* Requirement: Work out how many lines in the data below contain "stand", and state that count with nothing added.

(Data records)

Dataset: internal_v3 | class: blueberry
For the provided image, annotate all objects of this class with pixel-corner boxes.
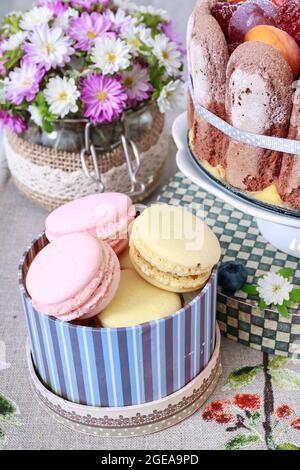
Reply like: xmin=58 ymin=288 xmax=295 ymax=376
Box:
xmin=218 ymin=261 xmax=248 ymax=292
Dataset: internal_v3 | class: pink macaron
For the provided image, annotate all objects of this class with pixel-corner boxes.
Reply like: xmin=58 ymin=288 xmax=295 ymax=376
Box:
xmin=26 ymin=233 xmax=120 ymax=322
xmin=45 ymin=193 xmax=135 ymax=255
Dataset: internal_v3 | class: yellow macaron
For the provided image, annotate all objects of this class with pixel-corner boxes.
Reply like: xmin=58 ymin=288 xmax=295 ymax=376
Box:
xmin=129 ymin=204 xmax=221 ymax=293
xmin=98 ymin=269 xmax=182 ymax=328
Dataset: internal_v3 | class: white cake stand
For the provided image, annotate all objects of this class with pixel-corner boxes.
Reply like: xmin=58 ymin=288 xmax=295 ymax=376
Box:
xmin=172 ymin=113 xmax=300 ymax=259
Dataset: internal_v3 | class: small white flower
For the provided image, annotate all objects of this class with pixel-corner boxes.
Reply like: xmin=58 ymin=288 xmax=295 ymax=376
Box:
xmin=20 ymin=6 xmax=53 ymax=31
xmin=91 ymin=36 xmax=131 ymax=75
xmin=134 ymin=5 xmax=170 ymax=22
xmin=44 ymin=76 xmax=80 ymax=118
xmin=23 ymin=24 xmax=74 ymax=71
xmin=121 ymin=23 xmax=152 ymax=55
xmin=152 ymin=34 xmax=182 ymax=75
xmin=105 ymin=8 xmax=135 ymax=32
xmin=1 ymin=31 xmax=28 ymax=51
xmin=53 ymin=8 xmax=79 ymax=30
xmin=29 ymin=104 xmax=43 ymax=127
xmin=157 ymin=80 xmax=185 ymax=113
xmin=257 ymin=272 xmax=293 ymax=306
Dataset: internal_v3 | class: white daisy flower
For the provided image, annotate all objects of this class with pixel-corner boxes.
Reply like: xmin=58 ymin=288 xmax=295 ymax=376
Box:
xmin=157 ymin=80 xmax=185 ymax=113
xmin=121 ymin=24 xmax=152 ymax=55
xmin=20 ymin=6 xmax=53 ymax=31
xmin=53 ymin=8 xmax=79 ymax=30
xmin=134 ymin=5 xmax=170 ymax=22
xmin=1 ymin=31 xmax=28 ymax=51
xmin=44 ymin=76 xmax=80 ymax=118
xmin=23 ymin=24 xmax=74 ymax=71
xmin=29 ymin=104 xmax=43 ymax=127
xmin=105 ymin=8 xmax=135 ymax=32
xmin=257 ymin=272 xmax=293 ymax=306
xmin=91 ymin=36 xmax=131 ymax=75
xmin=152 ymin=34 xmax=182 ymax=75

* * *

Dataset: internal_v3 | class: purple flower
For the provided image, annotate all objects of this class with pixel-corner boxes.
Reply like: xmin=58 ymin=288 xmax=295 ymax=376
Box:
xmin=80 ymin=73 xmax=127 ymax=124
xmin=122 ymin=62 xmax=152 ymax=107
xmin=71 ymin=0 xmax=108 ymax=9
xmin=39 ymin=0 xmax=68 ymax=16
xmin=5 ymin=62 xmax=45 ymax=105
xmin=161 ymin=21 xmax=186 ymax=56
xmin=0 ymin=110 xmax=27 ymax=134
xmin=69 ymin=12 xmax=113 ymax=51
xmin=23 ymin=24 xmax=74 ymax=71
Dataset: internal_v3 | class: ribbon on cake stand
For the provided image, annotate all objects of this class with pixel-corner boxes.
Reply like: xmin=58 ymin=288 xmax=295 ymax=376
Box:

--

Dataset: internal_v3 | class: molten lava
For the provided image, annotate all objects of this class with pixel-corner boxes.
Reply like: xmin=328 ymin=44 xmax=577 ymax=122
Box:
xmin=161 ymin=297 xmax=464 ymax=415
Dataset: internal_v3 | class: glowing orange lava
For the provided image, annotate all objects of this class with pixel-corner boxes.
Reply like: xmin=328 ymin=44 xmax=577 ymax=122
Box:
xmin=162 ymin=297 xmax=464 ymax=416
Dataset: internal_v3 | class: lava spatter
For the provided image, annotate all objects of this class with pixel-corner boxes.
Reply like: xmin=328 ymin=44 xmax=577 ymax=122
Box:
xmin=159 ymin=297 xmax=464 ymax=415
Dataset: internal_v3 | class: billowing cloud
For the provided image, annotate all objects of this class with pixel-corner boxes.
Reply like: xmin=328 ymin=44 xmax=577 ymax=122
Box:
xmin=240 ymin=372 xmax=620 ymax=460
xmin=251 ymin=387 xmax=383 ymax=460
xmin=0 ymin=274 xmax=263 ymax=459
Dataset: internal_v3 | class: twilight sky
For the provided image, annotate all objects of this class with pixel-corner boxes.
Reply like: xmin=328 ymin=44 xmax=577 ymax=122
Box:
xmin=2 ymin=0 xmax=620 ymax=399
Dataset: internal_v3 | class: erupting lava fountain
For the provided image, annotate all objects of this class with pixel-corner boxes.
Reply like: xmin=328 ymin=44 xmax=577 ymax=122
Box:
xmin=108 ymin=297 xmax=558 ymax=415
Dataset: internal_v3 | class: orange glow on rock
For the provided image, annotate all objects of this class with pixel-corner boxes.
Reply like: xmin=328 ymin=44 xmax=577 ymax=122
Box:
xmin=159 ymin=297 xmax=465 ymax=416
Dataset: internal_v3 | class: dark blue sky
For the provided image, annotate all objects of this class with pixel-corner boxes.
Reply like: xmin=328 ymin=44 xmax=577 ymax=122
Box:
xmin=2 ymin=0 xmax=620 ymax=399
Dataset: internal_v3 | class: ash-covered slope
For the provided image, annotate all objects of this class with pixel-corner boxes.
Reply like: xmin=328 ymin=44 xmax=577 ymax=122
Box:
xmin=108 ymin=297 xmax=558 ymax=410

* Task result: 2